(Entries from an annotation dataset)
********
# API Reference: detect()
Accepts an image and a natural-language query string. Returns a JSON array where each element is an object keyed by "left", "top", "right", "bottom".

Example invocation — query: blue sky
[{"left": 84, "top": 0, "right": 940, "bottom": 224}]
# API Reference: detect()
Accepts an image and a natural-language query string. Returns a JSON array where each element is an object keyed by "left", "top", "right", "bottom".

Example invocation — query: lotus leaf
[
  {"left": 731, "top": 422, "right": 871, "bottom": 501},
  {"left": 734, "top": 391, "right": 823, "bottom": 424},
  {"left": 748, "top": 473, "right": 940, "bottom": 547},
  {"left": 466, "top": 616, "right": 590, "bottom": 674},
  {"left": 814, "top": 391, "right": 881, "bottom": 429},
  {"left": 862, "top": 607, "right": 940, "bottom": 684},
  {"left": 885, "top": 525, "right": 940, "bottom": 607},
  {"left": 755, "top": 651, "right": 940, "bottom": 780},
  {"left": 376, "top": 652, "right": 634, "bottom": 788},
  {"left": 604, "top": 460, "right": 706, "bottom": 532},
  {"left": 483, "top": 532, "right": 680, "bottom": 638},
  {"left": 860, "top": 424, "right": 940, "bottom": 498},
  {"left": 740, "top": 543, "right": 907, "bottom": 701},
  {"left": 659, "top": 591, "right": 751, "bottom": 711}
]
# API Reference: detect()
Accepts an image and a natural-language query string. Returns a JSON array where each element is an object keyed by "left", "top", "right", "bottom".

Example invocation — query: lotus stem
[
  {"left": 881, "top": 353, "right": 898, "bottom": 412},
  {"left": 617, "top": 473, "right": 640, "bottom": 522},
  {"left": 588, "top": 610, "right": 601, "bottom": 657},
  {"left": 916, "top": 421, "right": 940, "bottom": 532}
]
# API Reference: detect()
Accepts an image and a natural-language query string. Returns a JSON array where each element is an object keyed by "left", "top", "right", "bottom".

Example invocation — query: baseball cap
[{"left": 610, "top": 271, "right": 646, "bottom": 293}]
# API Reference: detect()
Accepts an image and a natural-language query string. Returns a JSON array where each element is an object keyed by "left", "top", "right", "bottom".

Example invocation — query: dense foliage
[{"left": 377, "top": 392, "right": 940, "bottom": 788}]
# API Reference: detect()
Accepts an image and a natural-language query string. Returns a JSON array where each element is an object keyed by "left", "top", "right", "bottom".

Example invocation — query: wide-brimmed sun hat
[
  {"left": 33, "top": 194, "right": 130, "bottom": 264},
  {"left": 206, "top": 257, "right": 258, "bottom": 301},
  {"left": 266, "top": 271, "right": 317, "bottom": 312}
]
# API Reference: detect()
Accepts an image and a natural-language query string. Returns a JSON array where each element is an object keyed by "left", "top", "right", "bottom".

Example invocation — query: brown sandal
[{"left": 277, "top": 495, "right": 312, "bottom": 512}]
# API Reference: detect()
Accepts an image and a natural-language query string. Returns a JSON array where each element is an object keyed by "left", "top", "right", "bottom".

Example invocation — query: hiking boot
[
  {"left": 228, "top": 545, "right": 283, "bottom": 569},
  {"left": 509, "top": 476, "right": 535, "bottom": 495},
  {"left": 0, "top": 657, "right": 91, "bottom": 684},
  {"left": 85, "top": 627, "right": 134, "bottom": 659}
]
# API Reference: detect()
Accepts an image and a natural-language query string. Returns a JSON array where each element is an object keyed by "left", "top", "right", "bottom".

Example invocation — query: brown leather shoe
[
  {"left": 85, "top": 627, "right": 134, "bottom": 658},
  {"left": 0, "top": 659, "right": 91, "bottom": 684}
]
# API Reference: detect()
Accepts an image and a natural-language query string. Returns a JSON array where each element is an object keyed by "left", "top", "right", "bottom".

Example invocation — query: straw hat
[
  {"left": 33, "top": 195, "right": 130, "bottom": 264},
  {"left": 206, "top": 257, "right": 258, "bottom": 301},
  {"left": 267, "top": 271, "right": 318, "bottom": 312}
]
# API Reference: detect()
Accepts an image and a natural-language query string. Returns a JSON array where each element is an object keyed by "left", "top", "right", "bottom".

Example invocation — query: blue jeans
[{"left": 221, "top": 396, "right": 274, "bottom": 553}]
********
**Exercise:** Show every line in the rows above that contains the word "lotus".

**Reply to the exercise:**
Example invocation — query: lotus leaf
Example invocation — query: lotus stem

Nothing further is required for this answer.